Content starts

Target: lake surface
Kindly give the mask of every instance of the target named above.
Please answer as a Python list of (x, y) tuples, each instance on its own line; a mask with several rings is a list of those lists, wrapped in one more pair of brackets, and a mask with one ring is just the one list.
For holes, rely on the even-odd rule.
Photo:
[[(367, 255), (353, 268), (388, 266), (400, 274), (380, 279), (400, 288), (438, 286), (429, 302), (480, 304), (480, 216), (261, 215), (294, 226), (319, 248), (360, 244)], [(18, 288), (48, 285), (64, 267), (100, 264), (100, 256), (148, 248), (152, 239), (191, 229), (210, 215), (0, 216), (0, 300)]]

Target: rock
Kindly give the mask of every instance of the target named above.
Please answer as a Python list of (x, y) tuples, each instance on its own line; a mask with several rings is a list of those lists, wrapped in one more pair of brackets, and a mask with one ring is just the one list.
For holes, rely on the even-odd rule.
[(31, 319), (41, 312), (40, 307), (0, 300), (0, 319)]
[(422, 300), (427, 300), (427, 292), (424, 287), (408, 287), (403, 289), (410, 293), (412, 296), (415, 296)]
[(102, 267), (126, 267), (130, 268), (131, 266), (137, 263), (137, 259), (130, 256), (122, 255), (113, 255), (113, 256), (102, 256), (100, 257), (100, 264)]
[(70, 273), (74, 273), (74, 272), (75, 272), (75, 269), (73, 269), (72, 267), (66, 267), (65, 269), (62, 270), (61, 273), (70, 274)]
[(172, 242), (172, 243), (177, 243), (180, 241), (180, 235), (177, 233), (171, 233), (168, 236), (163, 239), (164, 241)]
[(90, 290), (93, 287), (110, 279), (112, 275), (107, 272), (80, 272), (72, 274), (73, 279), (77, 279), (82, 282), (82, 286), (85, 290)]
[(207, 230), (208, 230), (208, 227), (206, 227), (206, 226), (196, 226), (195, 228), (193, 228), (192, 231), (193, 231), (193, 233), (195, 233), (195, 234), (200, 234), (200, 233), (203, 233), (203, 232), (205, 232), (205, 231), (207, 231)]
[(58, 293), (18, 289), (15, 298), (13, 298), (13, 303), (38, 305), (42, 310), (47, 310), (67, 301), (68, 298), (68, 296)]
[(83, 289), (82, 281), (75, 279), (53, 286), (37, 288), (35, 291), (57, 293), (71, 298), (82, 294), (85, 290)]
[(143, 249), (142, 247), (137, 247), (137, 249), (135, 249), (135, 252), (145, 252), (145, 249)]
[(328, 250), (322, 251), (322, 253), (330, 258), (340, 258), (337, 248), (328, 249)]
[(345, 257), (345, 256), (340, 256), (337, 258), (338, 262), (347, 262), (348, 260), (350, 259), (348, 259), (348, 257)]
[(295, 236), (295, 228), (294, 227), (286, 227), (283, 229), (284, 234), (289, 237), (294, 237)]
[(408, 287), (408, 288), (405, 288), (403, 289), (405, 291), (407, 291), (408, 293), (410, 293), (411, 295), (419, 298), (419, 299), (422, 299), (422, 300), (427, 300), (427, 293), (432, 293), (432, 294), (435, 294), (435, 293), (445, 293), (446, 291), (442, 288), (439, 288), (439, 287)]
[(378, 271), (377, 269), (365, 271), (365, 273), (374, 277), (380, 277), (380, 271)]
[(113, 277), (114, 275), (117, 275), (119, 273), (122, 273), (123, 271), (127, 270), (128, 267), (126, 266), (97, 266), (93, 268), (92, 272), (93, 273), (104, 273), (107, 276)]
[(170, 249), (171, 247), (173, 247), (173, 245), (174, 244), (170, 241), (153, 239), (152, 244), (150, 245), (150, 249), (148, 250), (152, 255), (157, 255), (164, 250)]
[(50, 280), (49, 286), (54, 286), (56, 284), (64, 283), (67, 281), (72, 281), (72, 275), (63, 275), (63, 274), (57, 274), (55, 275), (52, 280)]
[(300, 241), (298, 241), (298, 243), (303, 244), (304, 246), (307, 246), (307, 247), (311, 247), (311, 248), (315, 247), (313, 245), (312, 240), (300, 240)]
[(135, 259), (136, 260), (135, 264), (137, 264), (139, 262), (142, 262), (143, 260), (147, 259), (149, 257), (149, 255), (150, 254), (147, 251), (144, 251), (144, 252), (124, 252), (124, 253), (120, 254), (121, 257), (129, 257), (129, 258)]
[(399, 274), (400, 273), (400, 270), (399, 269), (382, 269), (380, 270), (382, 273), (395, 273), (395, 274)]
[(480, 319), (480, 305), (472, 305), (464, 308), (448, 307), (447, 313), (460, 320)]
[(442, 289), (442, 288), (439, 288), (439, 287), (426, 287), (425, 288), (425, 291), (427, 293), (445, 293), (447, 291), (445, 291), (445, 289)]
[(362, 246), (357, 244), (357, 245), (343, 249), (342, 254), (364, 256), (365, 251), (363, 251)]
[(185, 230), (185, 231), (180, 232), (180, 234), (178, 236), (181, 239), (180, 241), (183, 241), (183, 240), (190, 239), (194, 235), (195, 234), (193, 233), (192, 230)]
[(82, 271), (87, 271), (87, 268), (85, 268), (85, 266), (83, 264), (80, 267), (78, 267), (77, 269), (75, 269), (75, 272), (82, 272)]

Content ends

▶ **Aim of the exercise**: Transcribe each entry exactly as it appears.

▶ **The completed task**:
Target: lake surface
Kindly give the mask of every instance of the target named above.
Please answer as a Python list of (x, y) tuples, each instance on its own line; a mask with several rings is a list of those lists, wrapped in one more pair of brackets, and a mask with one ring is just the one list.
For holes, rely on the even-odd rule.
Photo:
[[(367, 255), (353, 268), (388, 266), (400, 274), (380, 279), (400, 288), (438, 286), (429, 302), (480, 304), (480, 216), (261, 215), (294, 226), (319, 248), (360, 244)], [(18, 288), (48, 285), (64, 267), (100, 264), (100, 256), (148, 248), (152, 239), (191, 229), (210, 215), (0, 216), (0, 300)]]

Target: rock
Kindly give the mask of every instance of the target named above.
Please answer as a Python list of (x, y) tuples, each instance on its own line; a mask with several rings is a list of those lists, wrapped in one more pair of brackets, and a mask with one ring is just the one list.
For holes, rely on the even-odd rule.
[(31, 319), (41, 312), (40, 307), (0, 300), (0, 319)]
[(422, 300), (427, 300), (427, 292), (424, 287), (408, 287), (403, 289), (410, 293), (412, 296), (415, 296)]
[(102, 267), (126, 267), (130, 268), (131, 266), (137, 263), (137, 259), (130, 256), (122, 255), (113, 255), (113, 256), (102, 256), (100, 257), (100, 264)]
[(70, 273), (74, 273), (74, 272), (75, 272), (75, 269), (73, 269), (72, 267), (66, 267), (65, 269), (62, 270), (61, 273), (70, 274)]
[(172, 242), (172, 243), (177, 243), (180, 241), (180, 235), (177, 233), (171, 233), (168, 236), (163, 239), (164, 241)]
[(90, 290), (93, 287), (110, 279), (112, 275), (107, 272), (80, 272), (72, 274), (73, 279), (77, 279), (82, 282), (82, 286), (85, 290)]
[(207, 230), (208, 230), (208, 227), (206, 227), (206, 226), (196, 226), (195, 228), (193, 228), (192, 231), (193, 231), (193, 233), (195, 233), (195, 234), (200, 234), (200, 233), (203, 233), (203, 232), (205, 232), (205, 231), (207, 231)]
[(58, 293), (18, 289), (15, 298), (13, 298), (13, 303), (38, 305), (42, 310), (47, 310), (67, 301), (68, 298), (68, 296)]
[(83, 289), (82, 281), (75, 279), (53, 286), (37, 288), (35, 291), (57, 293), (71, 298), (82, 294), (85, 290)]
[(143, 249), (142, 247), (137, 247), (137, 249), (135, 249), (135, 252), (145, 252), (145, 249)]
[(328, 250), (322, 251), (322, 253), (330, 258), (340, 258), (337, 248), (328, 249)]
[(345, 257), (345, 256), (340, 256), (337, 258), (338, 262), (347, 262), (348, 260), (350, 259), (348, 259), (348, 257)]
[(295, 236), (295, 228), (294, 227), (286, 227), (283, 229), (284, 234), (289, 237), (294, 237)]
[(408, 287), (408, 288), (405, 288), (403, 289), (405, 291), (407, 291), (408, 293), (410, 293), (411, 295), (419, 298), (419, 299), (422, 299), (422, 300), (427, 300), (427, 293), (432, 293), (432, 294), (435, 294), (435, 293), (445, 293), (446, 291), (442, 288), (439, 288), (439, 287)]
[(378, 271), (377, 269), (365, 271), (365, 273), (374, 277), (380, 277), (380, 271)]
[(113, 277), (114, 275), (117, 275), (119, 273), (122, 273), (123, 271), (127, 270), (128, 267), (126, 266), (97, 266), (93, 268), (92, 272), (93, 273), (104, 273), (107, 276)]
[(170, 249), (171, 247), (173, 247), (173, 245), (174, 244), (170, 241), (153, 239), (152, 244), (150, 245), (150, 249), (148, 250), (152, 255), (157, 255), (164, 250)]
[(50, 280), (49, 286), (54, 286), (56, 284), (64, 283), (67, 281), (72, 281), (72, 275), (63, 275), (63, 274), (57, 274), (55, 275), (52, 280)]
[(300, 241), (298, 241), (298, 243), (303, 244), (304, 246), (307, 246), (307, 247), (311, 247), (311, 248), (315, 247), (313, 245), (312, 240), (300, 240)]
[(135, 259), (136, 260), (135, 264), (137, 264), (139, 262), (142, 262), (143, 260), (147, 259), (149, 257), (149, 255), (150, 254), (147, 251), (144, 251), (144, 252), (124, 252), (124, 253), (120, 254), (121, 257), (129, 257), (129, 258)]
[(399, 274), (400, 273), (400, 270), (399, 269), (382, 269), (380, 270), (382, 273), (395, 273), (395, 274)]
[(480, 319), (480, 305), (472, 305), (464, 308), (448, 307), (447, 313), (460, 320)]
[(442, 289), (442, 288), (439, 288), (439, 287), (426, 287), (425, 288), (425, 291), (427, 293), (445, 293), (447, 291), (445, 291), (445, 289)]
[(362, 246), (357, 244), (357, 245), (343, 249), (342, 254), (364, 256), (365, 251), (363, 251)]
[(185, 230), (185, 231), (180, 232), (180, 234), (178, 236), (181, 239), (180, 241), (183, 241), (183, 240), (190, 239), (194, 235), (195, 234), (193, 233), (192, 230)]
[(82, 271), (87, 271), (87, 268), (85, 268), (85, 266), (83, 264), (80, 267), (78, 267), (77, 269), (75, 269), (75, 272), (82, 272)]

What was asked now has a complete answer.